Saved entries
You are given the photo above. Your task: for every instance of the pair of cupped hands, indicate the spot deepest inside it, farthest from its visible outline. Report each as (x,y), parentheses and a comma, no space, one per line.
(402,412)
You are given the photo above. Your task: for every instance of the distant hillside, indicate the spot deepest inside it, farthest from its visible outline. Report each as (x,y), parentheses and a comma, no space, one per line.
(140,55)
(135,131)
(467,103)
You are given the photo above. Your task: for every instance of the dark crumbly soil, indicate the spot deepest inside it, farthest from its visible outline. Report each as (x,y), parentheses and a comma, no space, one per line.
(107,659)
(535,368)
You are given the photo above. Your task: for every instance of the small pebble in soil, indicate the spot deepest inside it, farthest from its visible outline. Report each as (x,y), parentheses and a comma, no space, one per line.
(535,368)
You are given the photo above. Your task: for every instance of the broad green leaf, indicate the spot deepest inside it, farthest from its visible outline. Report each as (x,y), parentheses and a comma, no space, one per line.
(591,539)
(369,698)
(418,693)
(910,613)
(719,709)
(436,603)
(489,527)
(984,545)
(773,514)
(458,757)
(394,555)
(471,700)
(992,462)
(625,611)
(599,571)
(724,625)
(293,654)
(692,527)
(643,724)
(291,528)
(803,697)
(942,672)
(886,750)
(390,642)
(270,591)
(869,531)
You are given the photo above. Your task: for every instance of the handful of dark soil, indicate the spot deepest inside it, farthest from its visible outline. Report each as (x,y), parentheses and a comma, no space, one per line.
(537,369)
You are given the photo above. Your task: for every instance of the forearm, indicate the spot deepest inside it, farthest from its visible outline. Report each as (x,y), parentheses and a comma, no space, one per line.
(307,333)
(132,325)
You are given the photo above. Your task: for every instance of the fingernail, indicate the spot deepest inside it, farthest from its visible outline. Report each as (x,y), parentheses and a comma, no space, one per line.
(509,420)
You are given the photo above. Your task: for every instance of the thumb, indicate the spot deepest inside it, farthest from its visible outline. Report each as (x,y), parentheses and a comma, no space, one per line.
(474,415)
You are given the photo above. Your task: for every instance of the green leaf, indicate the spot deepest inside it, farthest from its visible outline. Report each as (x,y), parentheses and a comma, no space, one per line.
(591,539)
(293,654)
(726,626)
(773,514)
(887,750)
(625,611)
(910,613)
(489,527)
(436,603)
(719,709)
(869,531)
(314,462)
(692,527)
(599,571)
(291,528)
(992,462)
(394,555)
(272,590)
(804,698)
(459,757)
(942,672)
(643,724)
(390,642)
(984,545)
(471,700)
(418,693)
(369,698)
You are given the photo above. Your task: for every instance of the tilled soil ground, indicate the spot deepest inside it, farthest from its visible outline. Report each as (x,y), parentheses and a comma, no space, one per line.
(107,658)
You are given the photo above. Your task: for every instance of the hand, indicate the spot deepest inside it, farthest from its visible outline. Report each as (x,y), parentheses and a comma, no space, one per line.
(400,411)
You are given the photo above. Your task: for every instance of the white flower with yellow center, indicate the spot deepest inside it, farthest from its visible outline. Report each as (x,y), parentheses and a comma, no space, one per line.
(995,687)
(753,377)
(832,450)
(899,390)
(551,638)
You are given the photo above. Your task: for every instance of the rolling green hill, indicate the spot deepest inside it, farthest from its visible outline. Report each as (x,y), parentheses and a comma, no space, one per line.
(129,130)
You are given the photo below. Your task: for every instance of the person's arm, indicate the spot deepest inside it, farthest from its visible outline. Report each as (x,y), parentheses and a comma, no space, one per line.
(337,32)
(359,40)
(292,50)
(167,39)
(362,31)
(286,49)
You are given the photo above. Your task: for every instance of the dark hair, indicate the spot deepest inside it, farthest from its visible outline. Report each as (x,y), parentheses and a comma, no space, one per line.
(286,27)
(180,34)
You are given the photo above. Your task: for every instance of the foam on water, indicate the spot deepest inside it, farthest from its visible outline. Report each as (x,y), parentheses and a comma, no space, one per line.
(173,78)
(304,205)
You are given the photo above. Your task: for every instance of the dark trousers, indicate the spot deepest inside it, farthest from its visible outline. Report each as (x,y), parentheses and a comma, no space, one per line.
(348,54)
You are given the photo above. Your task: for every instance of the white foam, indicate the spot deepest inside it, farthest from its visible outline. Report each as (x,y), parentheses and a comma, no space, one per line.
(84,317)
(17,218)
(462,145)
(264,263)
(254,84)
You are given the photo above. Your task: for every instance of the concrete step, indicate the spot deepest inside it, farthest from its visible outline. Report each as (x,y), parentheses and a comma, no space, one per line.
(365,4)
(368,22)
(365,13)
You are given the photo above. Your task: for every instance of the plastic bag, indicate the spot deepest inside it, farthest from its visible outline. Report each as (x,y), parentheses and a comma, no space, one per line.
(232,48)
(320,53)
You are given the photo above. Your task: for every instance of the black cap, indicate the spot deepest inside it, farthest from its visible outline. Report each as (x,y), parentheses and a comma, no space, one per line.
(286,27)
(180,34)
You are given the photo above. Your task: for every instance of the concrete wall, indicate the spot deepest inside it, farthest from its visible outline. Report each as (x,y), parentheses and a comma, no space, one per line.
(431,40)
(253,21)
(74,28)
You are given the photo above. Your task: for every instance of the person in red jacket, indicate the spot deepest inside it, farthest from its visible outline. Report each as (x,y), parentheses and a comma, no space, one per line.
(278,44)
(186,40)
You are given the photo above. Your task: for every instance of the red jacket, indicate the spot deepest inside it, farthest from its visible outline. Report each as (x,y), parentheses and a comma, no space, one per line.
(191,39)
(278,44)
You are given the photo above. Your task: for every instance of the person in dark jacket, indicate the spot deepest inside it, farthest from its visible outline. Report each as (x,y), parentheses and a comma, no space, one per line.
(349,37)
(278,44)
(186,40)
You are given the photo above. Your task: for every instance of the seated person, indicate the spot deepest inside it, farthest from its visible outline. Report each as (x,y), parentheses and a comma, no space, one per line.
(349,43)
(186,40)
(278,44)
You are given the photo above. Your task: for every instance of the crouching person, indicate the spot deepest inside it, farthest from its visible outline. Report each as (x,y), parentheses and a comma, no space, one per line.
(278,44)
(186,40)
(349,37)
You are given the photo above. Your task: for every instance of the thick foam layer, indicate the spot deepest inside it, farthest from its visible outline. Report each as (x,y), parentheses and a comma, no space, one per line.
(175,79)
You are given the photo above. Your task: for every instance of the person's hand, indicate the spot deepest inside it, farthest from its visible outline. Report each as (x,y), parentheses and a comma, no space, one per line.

* _Directive_:
Reproduce the items from the line containing "of the thick" through the end of the items, switching "thick foam layer" to "dense foam layer" and leaving all else unchanged.

* _The result_:
You are given the photo above. Your task: for every instance of the dense foam layer, indicate the spot deepest inside it, farthest from its visible outline. Report each as (x,y), parentheses and a comma, no space, one per line.
(175,79)
You are given the photo above. Your task: for every instance of the person's hand, indicate the spot deepest inside it, farthest from its visible outline. Report each as (x,y), parentheses and a comma, no space, one per line.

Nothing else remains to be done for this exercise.